(Annotated coordinate records)
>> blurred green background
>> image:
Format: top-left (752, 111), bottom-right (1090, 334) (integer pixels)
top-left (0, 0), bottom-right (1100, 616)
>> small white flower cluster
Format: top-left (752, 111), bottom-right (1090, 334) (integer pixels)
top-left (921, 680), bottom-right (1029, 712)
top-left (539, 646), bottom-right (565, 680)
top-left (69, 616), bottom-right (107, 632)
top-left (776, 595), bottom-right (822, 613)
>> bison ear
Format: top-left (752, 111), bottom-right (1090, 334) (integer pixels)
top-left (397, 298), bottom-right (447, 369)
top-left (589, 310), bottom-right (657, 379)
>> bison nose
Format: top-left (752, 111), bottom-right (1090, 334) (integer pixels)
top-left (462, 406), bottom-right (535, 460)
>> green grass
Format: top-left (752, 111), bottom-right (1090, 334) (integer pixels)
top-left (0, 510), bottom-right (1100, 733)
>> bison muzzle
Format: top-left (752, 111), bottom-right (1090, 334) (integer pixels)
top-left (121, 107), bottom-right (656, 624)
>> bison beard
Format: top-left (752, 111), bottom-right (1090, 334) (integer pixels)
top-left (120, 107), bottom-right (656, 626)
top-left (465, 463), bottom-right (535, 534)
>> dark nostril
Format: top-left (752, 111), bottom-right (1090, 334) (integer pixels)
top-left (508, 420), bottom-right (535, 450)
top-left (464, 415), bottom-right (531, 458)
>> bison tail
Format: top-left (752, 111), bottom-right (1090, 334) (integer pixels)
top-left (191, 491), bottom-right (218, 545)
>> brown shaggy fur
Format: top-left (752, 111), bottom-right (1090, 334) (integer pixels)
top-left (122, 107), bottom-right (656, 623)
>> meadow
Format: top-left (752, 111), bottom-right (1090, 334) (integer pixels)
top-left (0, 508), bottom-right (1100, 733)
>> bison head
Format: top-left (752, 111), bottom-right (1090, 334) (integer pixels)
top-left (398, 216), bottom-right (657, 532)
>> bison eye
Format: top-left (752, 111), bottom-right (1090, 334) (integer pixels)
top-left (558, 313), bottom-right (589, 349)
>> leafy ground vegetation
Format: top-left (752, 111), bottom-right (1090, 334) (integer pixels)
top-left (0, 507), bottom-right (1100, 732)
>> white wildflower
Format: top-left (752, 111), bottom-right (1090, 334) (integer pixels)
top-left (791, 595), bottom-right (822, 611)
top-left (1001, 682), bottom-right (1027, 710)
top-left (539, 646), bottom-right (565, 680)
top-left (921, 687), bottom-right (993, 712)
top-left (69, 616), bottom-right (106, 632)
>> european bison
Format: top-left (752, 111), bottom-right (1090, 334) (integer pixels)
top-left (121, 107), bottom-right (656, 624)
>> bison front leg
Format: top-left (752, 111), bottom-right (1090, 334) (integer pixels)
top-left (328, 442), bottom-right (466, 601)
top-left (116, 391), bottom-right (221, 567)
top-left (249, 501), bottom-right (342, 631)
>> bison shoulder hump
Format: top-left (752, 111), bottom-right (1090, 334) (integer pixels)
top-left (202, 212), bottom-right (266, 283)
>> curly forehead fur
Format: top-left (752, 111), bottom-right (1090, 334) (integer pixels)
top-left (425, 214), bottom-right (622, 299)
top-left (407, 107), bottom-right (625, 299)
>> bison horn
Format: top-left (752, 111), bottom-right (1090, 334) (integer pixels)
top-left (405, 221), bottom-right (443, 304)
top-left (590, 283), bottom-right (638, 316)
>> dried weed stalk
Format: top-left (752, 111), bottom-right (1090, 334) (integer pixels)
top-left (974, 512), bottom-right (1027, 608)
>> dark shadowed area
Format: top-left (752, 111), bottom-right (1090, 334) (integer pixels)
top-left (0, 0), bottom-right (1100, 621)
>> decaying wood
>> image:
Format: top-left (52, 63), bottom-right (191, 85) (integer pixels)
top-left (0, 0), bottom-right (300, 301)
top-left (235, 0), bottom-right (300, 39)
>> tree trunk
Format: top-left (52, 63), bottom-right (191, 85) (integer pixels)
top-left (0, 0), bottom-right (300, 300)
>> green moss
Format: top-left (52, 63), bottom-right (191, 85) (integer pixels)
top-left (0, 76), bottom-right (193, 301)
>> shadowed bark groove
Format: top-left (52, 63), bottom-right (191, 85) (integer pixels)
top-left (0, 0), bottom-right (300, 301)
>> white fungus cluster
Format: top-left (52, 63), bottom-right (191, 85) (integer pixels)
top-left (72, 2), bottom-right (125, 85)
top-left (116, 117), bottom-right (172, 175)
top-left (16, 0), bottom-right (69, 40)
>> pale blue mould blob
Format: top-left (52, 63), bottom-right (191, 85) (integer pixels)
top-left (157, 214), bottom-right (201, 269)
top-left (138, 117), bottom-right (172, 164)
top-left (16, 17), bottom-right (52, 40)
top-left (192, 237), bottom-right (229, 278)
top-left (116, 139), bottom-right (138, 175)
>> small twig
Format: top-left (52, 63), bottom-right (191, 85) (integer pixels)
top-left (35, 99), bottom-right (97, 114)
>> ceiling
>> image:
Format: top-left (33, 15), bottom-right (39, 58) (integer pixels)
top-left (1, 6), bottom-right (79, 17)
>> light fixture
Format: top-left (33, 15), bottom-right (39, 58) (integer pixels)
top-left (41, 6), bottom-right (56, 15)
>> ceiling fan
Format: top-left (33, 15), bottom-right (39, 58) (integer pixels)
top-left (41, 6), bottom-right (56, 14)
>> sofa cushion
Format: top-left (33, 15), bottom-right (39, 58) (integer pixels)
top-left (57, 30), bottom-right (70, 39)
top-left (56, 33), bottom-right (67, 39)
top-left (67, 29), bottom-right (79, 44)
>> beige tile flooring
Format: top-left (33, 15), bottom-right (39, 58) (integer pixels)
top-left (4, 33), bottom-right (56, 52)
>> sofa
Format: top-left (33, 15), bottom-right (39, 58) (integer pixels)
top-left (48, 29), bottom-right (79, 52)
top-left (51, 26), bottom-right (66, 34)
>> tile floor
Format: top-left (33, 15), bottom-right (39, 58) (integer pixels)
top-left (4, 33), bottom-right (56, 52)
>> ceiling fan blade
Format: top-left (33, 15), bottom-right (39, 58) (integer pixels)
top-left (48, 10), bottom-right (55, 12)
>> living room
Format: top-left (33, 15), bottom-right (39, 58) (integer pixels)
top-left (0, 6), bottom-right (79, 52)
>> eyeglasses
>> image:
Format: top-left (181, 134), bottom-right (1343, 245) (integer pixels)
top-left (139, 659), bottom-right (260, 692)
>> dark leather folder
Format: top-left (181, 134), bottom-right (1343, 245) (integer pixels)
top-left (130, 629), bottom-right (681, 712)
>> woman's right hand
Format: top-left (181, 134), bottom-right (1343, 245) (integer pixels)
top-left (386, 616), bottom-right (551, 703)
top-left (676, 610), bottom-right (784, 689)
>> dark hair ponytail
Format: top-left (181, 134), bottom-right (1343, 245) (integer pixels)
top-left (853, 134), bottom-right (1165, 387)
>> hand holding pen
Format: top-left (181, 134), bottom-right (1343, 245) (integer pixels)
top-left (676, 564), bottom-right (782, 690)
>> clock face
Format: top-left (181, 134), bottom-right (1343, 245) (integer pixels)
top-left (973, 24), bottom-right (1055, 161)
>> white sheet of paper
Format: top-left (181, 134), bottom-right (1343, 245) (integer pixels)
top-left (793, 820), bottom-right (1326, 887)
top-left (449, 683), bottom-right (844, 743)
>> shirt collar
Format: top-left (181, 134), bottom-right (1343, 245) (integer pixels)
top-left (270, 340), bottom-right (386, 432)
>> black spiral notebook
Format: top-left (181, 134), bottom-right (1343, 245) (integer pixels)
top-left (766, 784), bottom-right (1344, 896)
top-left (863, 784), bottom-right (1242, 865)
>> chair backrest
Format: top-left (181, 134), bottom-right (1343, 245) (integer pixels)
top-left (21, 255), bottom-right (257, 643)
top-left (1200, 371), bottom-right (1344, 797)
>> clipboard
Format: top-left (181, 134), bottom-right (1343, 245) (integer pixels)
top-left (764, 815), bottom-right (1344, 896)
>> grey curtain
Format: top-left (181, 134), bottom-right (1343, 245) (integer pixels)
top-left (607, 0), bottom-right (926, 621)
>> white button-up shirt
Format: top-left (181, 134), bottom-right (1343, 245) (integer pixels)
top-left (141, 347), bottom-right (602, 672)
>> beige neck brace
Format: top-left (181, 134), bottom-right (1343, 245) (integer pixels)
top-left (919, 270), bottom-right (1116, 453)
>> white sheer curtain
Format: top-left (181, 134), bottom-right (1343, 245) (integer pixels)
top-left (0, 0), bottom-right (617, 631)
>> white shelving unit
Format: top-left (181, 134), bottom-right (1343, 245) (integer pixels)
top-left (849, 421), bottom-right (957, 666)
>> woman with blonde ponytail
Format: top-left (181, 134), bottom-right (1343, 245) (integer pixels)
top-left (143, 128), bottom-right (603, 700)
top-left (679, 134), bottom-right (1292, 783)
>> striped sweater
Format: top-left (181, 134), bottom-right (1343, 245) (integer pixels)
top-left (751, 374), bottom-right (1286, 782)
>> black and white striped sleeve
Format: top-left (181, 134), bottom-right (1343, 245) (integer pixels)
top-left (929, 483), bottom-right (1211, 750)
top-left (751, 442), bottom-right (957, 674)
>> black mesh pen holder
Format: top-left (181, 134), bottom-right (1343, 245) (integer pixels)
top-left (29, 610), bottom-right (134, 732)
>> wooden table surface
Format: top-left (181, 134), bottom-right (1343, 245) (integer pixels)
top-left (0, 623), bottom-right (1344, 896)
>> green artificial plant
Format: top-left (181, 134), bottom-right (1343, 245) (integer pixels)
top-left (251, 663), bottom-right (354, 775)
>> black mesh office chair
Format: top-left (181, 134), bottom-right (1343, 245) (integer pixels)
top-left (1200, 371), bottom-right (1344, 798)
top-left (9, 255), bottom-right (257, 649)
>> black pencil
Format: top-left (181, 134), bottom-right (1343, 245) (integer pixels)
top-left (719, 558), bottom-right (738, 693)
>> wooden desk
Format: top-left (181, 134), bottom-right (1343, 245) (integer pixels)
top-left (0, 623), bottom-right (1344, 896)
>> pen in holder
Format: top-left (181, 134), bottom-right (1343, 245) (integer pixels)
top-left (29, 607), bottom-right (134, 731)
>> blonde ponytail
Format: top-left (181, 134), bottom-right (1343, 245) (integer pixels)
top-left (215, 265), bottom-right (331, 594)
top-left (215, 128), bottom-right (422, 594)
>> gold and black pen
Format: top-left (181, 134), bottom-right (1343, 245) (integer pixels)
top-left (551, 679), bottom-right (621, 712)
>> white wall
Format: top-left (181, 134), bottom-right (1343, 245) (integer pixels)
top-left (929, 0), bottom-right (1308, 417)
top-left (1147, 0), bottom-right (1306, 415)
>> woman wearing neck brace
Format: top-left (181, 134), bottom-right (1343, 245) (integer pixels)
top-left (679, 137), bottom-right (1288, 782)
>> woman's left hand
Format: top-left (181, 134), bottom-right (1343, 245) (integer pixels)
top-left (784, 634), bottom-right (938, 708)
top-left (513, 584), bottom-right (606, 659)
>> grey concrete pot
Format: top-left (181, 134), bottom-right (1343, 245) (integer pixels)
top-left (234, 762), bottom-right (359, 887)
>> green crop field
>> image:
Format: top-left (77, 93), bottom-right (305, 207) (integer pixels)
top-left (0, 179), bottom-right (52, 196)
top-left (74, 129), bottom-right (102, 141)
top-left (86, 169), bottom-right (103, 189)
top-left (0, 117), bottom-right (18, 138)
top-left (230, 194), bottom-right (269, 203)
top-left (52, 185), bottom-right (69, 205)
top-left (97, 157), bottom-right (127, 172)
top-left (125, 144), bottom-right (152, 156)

What you are asked to do:
Revise the part of the material that runs from its first line through the line containing "top-left (0, 0), bottom-right (1100, 616)", putting "out-of-focus green background" in place of "blurred green background" and keeping all else the same.

Result of the task:
>> out-of-focus green background
>> image:
Format: top-left (752, 111), bottom-right (1090, 334) (integer pixels)
top-left (0, 0), bottom-right (1100, 616)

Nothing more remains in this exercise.